Without any of its pictures, the listing below should be output exactly.

• [Data]:
++++

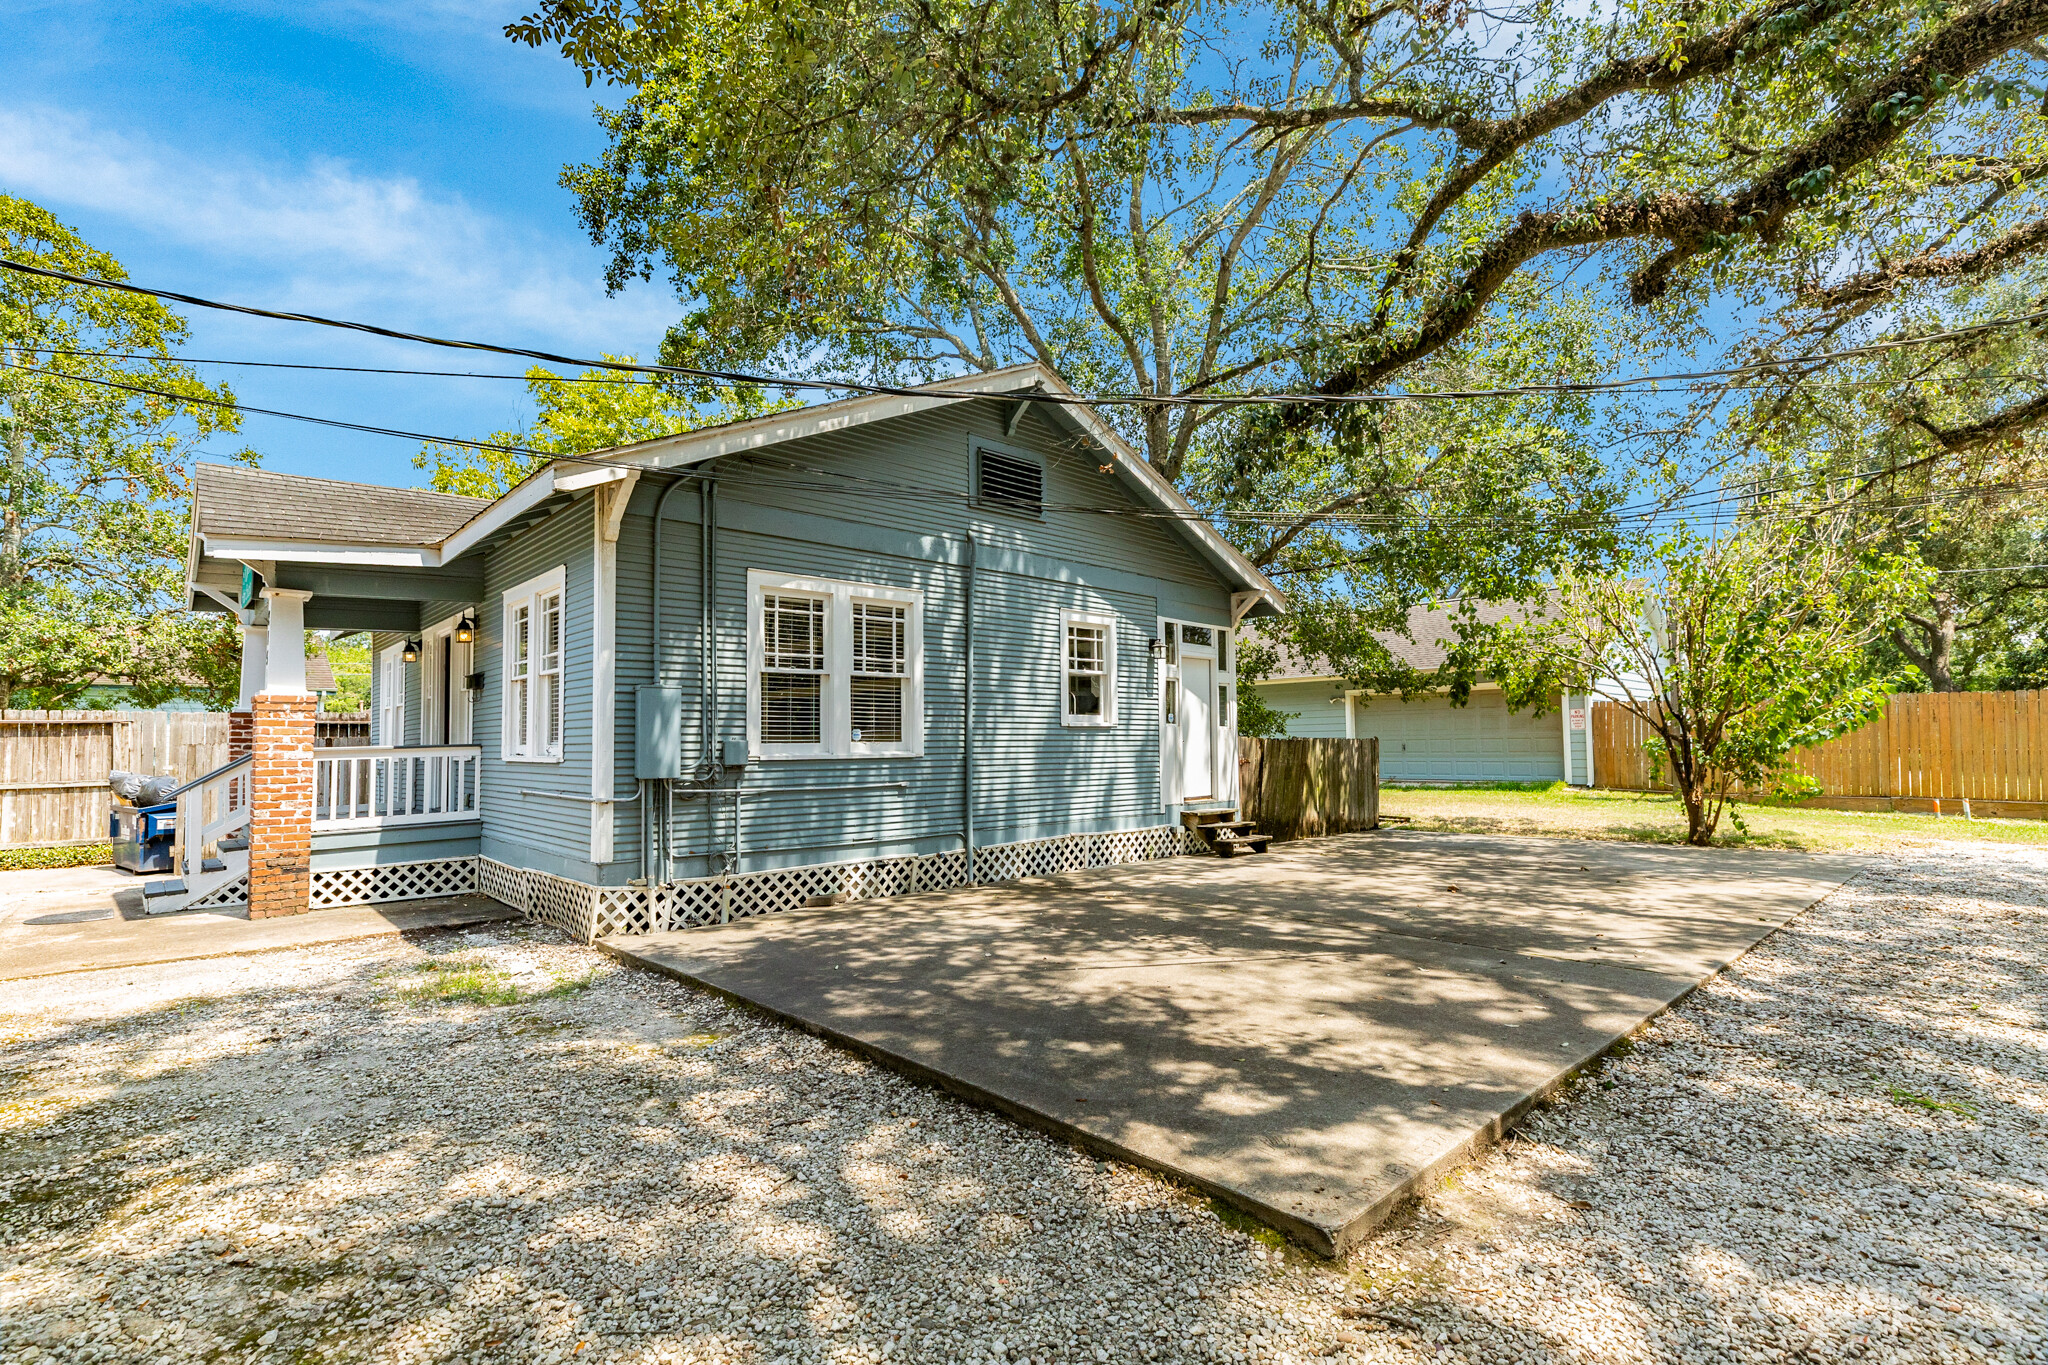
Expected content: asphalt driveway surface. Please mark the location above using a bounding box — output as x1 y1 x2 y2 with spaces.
604 829 1862 1255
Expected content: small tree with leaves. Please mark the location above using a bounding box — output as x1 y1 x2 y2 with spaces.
1489 519 1926 844
416 356 798 497
1 196 254 709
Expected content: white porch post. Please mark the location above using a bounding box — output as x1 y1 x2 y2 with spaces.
237 622 270 711
590 472 639 867
261 589 315 696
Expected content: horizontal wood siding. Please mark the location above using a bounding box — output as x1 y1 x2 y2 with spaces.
475 499 598 878
716 402 1223 594
603 402 1236 881
1256 680 1350 738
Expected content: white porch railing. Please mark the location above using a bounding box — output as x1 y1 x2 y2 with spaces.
144 754 254 913
313 745 483 830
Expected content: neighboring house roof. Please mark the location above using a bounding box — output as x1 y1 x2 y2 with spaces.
186 365 1284 617
304 655 337 693
192 464 490 548
1254 601 1537 680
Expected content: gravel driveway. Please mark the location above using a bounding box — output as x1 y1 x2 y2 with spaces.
2 845 2043 1365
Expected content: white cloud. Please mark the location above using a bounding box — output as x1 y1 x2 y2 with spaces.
0 105 671 350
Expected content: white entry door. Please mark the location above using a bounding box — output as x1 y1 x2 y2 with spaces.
1181 656 1214 799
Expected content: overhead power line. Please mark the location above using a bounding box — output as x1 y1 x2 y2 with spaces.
8 256 2048 408
0 362 551 459
19 345 2048 400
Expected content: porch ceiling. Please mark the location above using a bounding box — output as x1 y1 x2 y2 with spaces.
188 553 483 632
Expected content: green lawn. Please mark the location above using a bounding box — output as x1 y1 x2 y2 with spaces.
1377 783 2048 853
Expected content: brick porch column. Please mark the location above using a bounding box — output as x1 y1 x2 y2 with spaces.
228 710 254 761
248 693 316 919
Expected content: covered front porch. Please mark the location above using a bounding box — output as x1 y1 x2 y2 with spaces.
153 468 499 917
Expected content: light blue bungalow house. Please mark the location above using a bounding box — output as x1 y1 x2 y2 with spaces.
1249 603 1597 786
173 365 1285 937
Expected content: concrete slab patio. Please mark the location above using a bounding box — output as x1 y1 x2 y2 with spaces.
603 828 1864 1256
0 864 514 981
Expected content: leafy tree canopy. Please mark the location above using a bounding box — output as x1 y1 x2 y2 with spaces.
1489 512 1928 842
508 0 2048 687
416 355 800 497
0 195 254 710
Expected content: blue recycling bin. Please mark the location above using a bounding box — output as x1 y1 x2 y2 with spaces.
110 802 177 875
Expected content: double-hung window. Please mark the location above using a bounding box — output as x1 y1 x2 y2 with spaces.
748 572 923 758
501 565 566 762
761 593 827 745
851 601 908 744
1061 610 1118 727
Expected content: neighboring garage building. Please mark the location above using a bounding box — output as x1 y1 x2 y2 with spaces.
1250 603 1596 786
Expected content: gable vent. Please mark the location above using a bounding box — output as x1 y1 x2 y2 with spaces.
977 449 1044 515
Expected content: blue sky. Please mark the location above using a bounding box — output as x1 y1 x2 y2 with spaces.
2 0 676 486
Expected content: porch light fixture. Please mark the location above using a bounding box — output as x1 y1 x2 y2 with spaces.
1146 636 1164 661
454 615 476 644
401 638 421 663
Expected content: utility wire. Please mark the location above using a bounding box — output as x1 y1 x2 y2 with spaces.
16 357 2031 540
9 256 2048 407
14 344 2048 398
0 362 551 459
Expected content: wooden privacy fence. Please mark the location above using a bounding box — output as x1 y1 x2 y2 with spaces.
0 710 230 847
1592 690 2048 815
1237 736 1380 842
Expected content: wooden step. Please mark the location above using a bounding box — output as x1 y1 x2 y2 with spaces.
143 878 188 899
1181 808 1240 829
217 836 249 851
1209 831 1272 856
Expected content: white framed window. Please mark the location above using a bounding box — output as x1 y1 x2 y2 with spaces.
1061 609 1118 727
501 565 566 762
747 571 923 758
377 642 407 746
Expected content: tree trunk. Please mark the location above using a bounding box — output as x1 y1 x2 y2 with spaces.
2 346 22 595
1893 594 1961 691
1665 740 1720 845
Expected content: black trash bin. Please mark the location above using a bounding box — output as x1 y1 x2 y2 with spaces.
111 802 178 875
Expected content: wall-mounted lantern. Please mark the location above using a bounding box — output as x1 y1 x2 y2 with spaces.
401 639 421 663
1146 636 1164 662
453 615 476 644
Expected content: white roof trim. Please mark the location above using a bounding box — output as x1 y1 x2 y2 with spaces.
1021 369 1284 611
585 364 1051 474
184 364 1288 615
438 465 563 563
200 536 444 568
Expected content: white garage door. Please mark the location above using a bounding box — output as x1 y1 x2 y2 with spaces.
1351 691 1563 784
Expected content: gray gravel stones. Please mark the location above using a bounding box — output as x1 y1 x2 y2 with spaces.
1 843 2043 1365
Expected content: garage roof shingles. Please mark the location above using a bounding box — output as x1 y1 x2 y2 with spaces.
1256 600 1538 678
194 464 490 548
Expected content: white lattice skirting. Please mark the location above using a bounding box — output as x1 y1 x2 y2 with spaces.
188 876 251 910
480 824 1203 942
307 857 478 909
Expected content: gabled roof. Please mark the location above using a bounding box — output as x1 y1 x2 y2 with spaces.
1255 601 1536 680
194 464 487 547
187 365 1284 612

++++

• [Solution for this exercise]:
Expected content: asphalt driveway surface. Please mark the location above using a bounding box — output as x1 y1 x2 y2 with spaces.
604 829 1862 1255
Expected content: small tree with leaves. Please mark the location above using a bounding box — output as x1 y1 x2 y2 with spaces.
1489 519 1926 844
416 356 798 497
1 196 254 709
Expected content: white porch post. Please mark the location above using a bounding box — output as x1 y1 x2 y2 with spaces.
237 622 270 711
590 472 639 867
261 589 315 696
Expected content: horizontal wood siding. Please mark the location above using a bounding box — output as x1 y1 x2 y2 with spaces.
475 499 598 878
716 402 1223 594
603 402 1236 881
1256 680 1350 738
Expected content: white porch railing. Please mark the location above using a bounding box — output as x1 y1 x2 y2 with spaces.
144 754 254 913
313 745 483 830
Expected content: neighboring house roof. Please mark the location above using a bounding box — output as x1 y1 x2 y2 with spaces.
186 365 1284 617
304 655 337 693
192 464 490 548
1254 601 1537 680
Expected content: gravel driveway. Please mark the location above using a bounding box — output as x1 y1 x2 y2 with spaces.
2 845 2043 1365
Expected content: white cloud. Please mark the location above using a bounding box — output as x1 y1 x2 y2 with spaces.
0 105 671 350
Expected content: white entry door. Please mark the location above using a bounding box — output as x1 y1 x2 y2 with spaces.
1181 656 1214 799
Expected content: overhead power line. Please mark the location above using a bounding box — output as x1 y1 x2 y2 with spaces.
8 256 2048 408
0 362 551 459
19 345 2048 400
Expected content: porch ceiling. Please mark the location above using a bounding box — output as x1 y1 x2 y2 with spaces.
188 553 483 632
Expected content: green lawn. Please mark the location above using a bounding box — output as x1 y1 x2 y2 with spaces.
1377 783 2048 853
Expected content: brick porch column. Please mark the location above using a bounding box — output as x1 y1 x2 y2 with spaces.
228 710 254 761
248 693 316 919
Expected content: covered front porch. Please mark the location above using a bounding box — output as x1 y1 x2 y2 with spaces.
153 468 499 917
Expected content: light blue bungalow house. Please mark the location above using a bounding box — output as x1 y1 x2 y2 with spaces.
1249 603 1597 786
173 365 1285 937
Expected content: concrete slab patio. Please mark the location above using a bounding box — output as x1 y1 x2 y2 with spaces.
603 828 1864 1256
0 864 514 981
Expected content: leafy tree canopy. Please mark the location above using a bounding box — output as x1 y1 x2 y2 with spaces.
1489 512 1928 842
508 0 2048 687
416 355 800 497
0 195 254 710
Expected content: blue recycling bin. Please mark the location above using a bounding box — output as x1 y1 x2 y2 with spaces.
110 802 177 875
Expected content: double-hung window. Please mark the location above using a bounding box — output as x1 y1 x2 y2 with spaces.
748 572 923 758
501 565 566 762
761 593 827 745
851 601 908 744
1061 610 1118 727
Expected content: neighboring garage building. Please mark the location above using a bounding box — output as x1 y1 x2 y2 with spaces.
1250 603 1596 786
Expected content: gable vent. Please mark the location above using a bounding box — output as x1 y1 x2 y2 with spaces.
977 449 1044 515
Expected content: blue sky. Please mark the location above using a bounding box — output as x1 y1 x2 y2 with spaces.
2 0 676 486
Expected content: porch light fixture. Please mark the location above using a bounding box — output as x1 y1 x2 y2 with spaces.
1146 636 1164 661
454 615 476 644
401 638 421 663
Expected content: utility wire. Please mark the location above using a bounding box — output as x1 y1 x2 y2 with spaces.
16 357 2031 540
9 256 2048 407
14 344 2048 398
0 362 551 459
Expected content: wooden privacy fence. Please mark the location above using a bounding box — output as x1 y1 x2 y2 with spaces.
0 710 230 847
1592 690 2048 815
1237 736 1380 842
Expected content: wooden step. Please mark the location above using a bounding box — output as x1 y1 x2 y2 with spaces.
143 878 188 899
1181 808 1240 829
217 836 249 851
1209 831 1272 856
Expected content: white framed window. Please mark the location above using a bounding box — output as x1 y1 x2 y2 with spaces.
1061 609 1118 727
501 565 566 762
747 571 923 758
377 642 407 746
Expected content: tree trunk. Please mark the location above using a bounding box — output as x1 y1 x2 y2 with spaces.
2 346 22 595
1893 594 1961 691
1665 740 1720 845
Expected content: black trash bin. Please mark the location above using a bounding box — output as x1 y1 x2 y2 with spaces.
111 802 178 875
Expected content: wall-mounted lantern. Please mark the location above using a bounding box — output as x1 y1 x2 y2 with spaces.
401 639 421 663
1146 636 1164 662
453 615 476 644
Expected content: white roof trim. Please mark the location above using a bounding box — output as x1 y1 x2 y2 with spaces.
1021 369 1284 611
585 364 1051 474
184 364 1288 615
438 465 563 563
200 536 444 568
Expected content: white garage door. Please mark the location above using a bounding box — output as x1 y1 x2 y2 with spaces.
1351 691 1563 784
Expected content: gray gravel stones. Please mark the location above using a bounding box — output as x1 y1 x2 y2 with spaces.
1 843 2043 1365
Expected content: garage roof shingles. Please mark the location above using a bounding box — output as x1 y1 x2 y2 with spaces.
1256 600 1538 678
194 464 490 548
Expected content: white lattice skirting. Please mark the location above using a bounding box — output as x1 y1 x2 y2 with spaces.
188 876 251 910
480 824 1203 942
307 857 478 909
Expected content: gabled roof. Please mark the location above using a bounding box — output as x1 y1 x2 y2 with spaces.
1255 601 1536 680
194 464 487 547
187 365 1284 612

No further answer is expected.